▶ Complete the following
a. Rewrite the dataset entries, swapping "drawer pull" for "cabinet handle" and leaving every other line unchanged.
b. Extend the acknowledgments about schoolyard ball games, beginning after the last sentence.

▶ Text segment
▼▼▼
Acknowledgments
Let me again acknowledge first and foremost those who introduced me to ball playing. They were my schoolmates on the red-clay playgrounds of one-room schools in the southern Missouri Ozarks. During recess, girls and boys ranging in age from six or seven to fourteen or so gathered for a brisk game of work-up. In work-up, players start in the outfield, working their way up with each out, from the outfield to third base, from third base to shortstop, and so on until finally getting an opportunity to hit. Players remain at bat as long as they do not make an out, but because in our game only two or three people were at bat, even a good hitter could become the victim of a force out. A batter who has been retired must return to the outfield. Depending on the size and age of the players, we sometimes permitted crossouts as well. In crossout, a player can put the runner out by throwing the ball between the runner and the next base. At the time, I had no idea that our schoolyard game was similar to a game from which modern baseball evolved or that one day I would write a history of the sport.
▲▲▲
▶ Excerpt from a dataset
▼▼▼
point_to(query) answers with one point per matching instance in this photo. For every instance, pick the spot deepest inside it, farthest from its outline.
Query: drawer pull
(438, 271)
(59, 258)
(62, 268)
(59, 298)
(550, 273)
▲▲▲
▶ Solved tasks
a.
point_to(query) answers with one point per matching instance in this photo. For every instance, pick the spot deepest inside it, farthest from its outline.
Query: cabinet handle
(438, 271)
(59, 258)
(62, 268)
(59, 298)
(550, 273)

b.
During this era of my life as well as in high school, two people in particular stimulated and sustained my interest in baseball. First was my brother Mike, who is a year younger than I am. On our isolated farm, my brother and I talked endlessly about the game, played catch at every spare moment, played on an assortment of teams together, and, whenever we could, coerced our four younger siblings into practicing baseball or softball. The other was Harry Caray, the voice of the St. Louis Cardinals. I spent many hours listening to Caray's vivid accounts of the Cardinals on radio station KWPM in West Plains, Missouri. In the meantime, I became an avid reader of the daily sports page of the Springfield (Missouri) News-Leader. An occasional delight (when I could afford it) was reading The Sporting News, where I learned about the intricate world of minor league baseball as well as about the big leagues. Since then many others (acknowledged in previous editions) have aided me in writing about America's game.
Several people have contributed more directly to this edition. I particularly thank Kent Krause, who repeatedly offered me keen advice on all aspects of recent baseball history. (May we continue our annual outing to witness the play of the Lincoln, Nebraska, Saltdogs?) In addition, I benefited from the critical readings offered by Russ Crawford, Ken Gatter, Steven Gietschier, John McManus, Daniel Nathan, David Ogden, Steven Riess, and Stephen Tripp. Thanks to Lee Lowenfish for bibliographical guidance; to Daniel Nassett for advice that led to the re-conceptualization of the final chapter; to John Comer for being a friend and a sometime baseball consultant; to Kenneth Winkle for longtime assistance on baseball and many other matters; to Vanessa Gorman for friendship and serving as my word processing guru; and superseding all others, Barbara Rader for things both small and large.
BENJAMIN G. RADER is James L. Sellers Professor Emeritus of History at the University of Nebraska, Lincoln, and the coauthor of American Sports: From the Age of Folk Games to the Age of Televised Sports, Seventh Edition.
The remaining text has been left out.